**Given data**
☆ ☆ ☆ ☆
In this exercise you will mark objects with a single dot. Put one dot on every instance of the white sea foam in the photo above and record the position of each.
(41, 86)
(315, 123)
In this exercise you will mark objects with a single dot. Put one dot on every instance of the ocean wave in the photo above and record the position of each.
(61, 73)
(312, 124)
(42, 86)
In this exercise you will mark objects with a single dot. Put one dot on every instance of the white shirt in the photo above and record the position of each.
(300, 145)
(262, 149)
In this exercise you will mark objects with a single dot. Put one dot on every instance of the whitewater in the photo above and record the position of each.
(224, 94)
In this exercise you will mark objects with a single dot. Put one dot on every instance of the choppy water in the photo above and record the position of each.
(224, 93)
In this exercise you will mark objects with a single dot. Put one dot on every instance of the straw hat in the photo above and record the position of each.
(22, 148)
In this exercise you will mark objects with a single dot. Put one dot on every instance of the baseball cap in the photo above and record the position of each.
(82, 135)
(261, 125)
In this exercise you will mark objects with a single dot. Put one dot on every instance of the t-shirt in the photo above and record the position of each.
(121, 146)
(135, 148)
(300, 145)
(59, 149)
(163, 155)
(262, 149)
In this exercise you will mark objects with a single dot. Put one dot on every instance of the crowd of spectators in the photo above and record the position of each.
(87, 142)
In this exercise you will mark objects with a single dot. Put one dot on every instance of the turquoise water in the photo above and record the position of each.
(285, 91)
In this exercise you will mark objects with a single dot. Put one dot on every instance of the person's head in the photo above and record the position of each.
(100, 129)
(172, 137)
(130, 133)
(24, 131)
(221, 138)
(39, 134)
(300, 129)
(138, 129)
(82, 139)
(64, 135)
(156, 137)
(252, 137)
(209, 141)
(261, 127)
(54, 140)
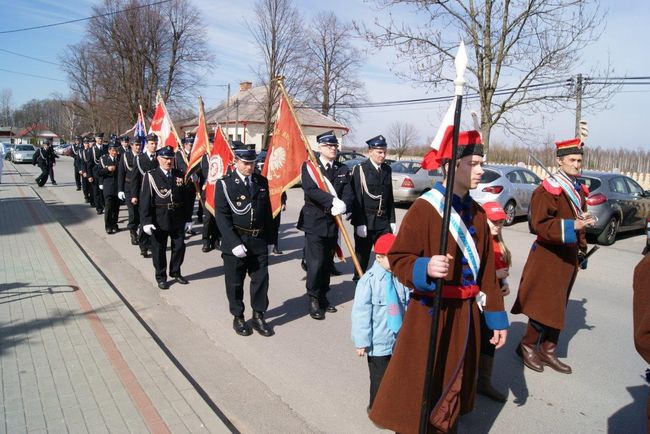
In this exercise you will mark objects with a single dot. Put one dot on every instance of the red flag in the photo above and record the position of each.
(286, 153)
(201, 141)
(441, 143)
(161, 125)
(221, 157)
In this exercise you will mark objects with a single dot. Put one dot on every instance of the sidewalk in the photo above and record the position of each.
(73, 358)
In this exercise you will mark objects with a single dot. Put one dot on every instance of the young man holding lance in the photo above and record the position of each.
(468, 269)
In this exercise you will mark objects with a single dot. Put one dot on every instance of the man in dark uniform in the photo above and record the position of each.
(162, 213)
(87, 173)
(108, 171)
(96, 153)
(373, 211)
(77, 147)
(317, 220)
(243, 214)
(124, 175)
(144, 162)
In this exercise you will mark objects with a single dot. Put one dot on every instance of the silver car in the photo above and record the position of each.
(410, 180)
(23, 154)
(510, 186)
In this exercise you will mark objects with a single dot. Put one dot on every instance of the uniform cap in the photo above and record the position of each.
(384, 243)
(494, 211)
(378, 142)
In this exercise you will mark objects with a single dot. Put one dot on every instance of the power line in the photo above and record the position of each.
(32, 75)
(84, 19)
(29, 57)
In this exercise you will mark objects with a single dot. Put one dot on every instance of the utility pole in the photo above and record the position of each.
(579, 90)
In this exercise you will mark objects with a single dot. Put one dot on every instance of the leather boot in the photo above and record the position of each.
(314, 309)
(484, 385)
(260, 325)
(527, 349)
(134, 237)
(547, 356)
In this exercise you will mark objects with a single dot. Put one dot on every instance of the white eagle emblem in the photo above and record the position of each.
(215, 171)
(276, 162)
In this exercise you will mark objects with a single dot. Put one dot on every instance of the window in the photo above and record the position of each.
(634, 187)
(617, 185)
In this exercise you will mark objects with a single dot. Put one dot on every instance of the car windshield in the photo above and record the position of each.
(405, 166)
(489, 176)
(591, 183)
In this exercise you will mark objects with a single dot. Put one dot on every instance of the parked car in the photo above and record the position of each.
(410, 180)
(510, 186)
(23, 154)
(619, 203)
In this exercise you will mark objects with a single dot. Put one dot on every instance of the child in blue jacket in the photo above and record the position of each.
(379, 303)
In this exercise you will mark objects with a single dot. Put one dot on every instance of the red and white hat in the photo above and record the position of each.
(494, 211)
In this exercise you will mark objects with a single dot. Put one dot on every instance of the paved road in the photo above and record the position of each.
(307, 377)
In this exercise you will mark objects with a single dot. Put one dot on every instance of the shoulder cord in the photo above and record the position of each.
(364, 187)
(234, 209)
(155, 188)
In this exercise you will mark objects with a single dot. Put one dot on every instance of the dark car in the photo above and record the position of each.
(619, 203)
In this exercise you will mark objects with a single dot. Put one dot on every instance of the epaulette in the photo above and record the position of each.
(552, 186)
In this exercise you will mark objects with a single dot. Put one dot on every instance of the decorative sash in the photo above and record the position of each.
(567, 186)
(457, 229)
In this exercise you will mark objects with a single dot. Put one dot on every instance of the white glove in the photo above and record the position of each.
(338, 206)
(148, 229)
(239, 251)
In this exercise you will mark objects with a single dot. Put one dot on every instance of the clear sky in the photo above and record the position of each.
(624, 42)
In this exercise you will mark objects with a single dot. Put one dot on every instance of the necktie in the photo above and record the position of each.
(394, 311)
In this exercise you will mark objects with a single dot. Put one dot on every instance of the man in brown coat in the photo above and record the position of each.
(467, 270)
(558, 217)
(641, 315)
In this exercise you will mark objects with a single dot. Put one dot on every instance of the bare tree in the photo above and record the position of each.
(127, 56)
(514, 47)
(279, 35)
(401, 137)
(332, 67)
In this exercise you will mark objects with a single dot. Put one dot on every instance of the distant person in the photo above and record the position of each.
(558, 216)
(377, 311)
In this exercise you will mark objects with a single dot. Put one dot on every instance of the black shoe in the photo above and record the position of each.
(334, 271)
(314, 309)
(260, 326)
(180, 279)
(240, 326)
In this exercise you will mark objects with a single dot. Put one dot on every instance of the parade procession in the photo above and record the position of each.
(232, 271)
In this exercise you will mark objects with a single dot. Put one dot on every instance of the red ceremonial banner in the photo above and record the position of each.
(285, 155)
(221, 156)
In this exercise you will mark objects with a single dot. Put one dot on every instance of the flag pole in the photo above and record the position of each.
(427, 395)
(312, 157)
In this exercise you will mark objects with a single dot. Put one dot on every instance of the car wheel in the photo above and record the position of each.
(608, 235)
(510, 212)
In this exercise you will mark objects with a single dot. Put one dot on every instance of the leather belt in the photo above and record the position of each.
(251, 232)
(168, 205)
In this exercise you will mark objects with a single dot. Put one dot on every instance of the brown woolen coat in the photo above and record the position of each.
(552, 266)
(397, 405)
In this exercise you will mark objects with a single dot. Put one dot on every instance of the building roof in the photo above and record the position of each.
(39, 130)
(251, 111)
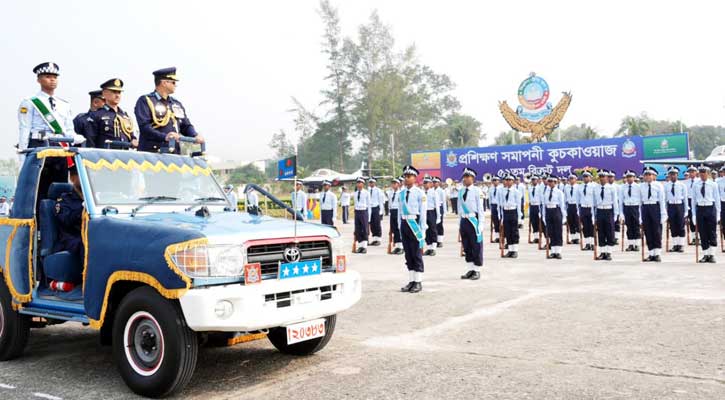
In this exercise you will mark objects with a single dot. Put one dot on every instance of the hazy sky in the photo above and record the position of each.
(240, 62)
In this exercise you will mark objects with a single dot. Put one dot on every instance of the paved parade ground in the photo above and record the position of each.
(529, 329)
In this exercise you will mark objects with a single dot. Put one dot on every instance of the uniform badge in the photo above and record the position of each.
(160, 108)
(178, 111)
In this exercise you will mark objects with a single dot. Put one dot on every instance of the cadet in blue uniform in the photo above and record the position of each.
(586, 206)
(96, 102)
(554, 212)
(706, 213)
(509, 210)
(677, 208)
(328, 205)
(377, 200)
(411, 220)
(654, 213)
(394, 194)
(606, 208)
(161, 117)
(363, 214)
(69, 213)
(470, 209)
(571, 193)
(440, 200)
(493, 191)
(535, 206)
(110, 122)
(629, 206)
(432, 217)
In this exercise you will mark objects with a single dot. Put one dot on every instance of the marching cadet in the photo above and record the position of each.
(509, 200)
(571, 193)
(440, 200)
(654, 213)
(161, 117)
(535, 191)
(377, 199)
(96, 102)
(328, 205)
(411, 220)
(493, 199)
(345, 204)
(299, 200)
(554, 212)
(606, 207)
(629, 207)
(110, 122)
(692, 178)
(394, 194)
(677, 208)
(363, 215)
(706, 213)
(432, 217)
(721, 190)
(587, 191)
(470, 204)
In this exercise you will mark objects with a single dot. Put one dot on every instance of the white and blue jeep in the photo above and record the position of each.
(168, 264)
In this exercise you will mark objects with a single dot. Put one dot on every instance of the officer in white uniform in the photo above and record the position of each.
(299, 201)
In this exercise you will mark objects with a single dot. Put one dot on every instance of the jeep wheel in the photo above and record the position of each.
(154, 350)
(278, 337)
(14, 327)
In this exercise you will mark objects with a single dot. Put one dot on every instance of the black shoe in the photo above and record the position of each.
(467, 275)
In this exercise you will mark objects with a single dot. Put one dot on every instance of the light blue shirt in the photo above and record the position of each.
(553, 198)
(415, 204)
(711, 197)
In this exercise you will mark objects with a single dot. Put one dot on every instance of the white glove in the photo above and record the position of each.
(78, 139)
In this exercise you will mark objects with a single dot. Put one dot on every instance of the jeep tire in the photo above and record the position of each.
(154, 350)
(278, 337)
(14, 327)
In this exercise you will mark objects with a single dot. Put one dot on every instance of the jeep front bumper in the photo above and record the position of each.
☆ ☆ ☆ ☆
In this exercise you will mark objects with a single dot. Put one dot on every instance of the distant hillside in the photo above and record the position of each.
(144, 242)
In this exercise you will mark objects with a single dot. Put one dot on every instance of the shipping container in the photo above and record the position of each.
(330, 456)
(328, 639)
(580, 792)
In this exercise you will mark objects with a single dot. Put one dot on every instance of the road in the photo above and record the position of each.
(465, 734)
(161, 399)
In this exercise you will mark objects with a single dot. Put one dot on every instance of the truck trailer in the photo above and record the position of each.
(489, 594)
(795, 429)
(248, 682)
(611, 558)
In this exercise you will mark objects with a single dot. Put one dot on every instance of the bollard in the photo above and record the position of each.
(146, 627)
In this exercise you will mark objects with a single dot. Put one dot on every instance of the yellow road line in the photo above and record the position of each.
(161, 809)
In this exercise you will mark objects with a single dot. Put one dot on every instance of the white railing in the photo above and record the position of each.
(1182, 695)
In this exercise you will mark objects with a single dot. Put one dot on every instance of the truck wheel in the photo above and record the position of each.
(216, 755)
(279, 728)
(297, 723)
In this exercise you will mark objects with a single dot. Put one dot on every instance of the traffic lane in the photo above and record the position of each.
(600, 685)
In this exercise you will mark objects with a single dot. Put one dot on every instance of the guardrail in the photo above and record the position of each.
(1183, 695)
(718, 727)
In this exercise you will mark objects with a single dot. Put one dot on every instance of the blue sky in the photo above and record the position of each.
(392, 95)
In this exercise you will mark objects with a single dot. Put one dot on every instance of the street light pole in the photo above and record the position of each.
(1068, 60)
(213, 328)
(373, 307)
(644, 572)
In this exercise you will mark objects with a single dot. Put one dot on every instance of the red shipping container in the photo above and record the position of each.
☆ ☆ ☆ ☆
**Exercise description**
Put into a JSON list of strings, one string per line, the lines of the records from the line containing "the white railing" through the line containing "(1182, 695)", both included.

**Reply to the task**
[
  "In this exercise you will mark objects with a single dot. Put one dot on every instance of the white railing in the photo above and record the position of each.",
  "(1182, 695)"
]